Challenge: Give every line of the records below as a JSON list of strings, one string per line, leaving out blank lines.

Data records:
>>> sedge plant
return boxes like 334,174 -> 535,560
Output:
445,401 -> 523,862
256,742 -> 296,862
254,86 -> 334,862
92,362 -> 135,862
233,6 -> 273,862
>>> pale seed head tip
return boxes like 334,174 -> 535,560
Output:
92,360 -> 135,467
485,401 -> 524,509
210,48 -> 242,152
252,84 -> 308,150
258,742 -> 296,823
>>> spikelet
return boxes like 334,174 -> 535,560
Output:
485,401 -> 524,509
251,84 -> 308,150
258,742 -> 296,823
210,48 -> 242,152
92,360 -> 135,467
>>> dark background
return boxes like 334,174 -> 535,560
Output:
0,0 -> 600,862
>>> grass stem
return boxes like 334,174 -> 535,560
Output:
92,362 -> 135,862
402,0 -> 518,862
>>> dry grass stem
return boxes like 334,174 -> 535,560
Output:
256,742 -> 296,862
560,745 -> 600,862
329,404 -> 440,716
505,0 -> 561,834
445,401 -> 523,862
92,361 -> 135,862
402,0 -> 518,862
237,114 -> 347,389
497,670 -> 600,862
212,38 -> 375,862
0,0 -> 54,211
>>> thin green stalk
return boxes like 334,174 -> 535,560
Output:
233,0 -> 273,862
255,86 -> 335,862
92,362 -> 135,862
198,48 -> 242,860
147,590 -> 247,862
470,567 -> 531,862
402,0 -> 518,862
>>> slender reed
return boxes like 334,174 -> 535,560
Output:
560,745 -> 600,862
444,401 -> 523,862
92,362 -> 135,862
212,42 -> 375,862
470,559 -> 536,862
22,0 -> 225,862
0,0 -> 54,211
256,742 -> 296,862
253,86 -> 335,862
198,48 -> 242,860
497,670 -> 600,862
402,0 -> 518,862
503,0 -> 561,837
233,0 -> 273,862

Exercise answer:
[
  ">>> sedge plant",
  "return boxes like 334,174 -> 535,560",
  "Output:",
  "445,401 -> 523,862",
  "256,742 -> 296,862",
  "254,86 -> 334,862",
  "92,362 -> 135,862",
  "233,6 -> 273,862",
  ">>> pale seed head tip",
  "return boxes like 334,174 -> 535,560",
  "Output:",
  "92,360 -> 135,467",
  "485,401 -> 524,509",
  "210,48 -> 242,152",
  "252,84 -> 308,150",
  "258,742 -> 296,823",
  ">>> spikelet",
  "return boxes like 334,174 -> 535,560",
  "Output:",
  "485,401 -> 524,509",
  "251,84 -> 308,150",
  "258,742 -> 296,823",
  "210,48 -> 242,152",
  "92,360 -> 135,467",
  ">>> dark background",
  "return boxes like 334,174 -> 535,560",
  "Output:",
  "0,0 -> 600,862",
  ">>> grass stem",
  "return boxes like 334,174 -> 535,560",
  "Output:",
  "92,362 -> 135,862",
  "402,0 -> 518,862",
  ">>> dry grass stem",
  "return boxes like 334,174 -> 535,560",
  "Output:",
  "256,742 -> 296,862",
  "560,745 -> 600,862",
  "329,404 -> 440,716",
  "505,0 -> 561,834",
  "445,401 -> 523,862",
  "92,361 -> 135,862",
  "402,0 -> 518,862",
  "237,114 -> 347,389",
  "497,670 -> 600,862",
  "212,38 -> 375,862",
  "0,0 -> 54,211",
  ">>> thin green stalk",
  "return boxes like 334,174 -> 535,560",
  "Output:",
  "233,0 -> 273,862",
  "255,86 -> 335,862",
  "92,362 -> 135,862",
  "198,48 -> 242,860",
  "147,590 -> 247,862",
  "470,567 -> 531,862",
  "402,0 -> 518,862",
  ">>> slender reed",
  "return boxes like 334,174 -> 535,560",
  "Output:",
  "560,745 -> 600,862",
  "444,401 -> 523,862",
  "92,362 -> 135,862",
  "212,42 -> 375,862",
  "470,559 -> 536,862",
  "22,0 -> 225,862",
  "0,0 -> 54,211",
  "256,742 -> 296,862",
  "253,86 -> 335,862",
  "198,48 -> 242,860",
  "497,670 -> 600,862",
  "402,0 -> 518,862",
  "503,0 -> 561,837",
  "233,0 -> 273,862"
]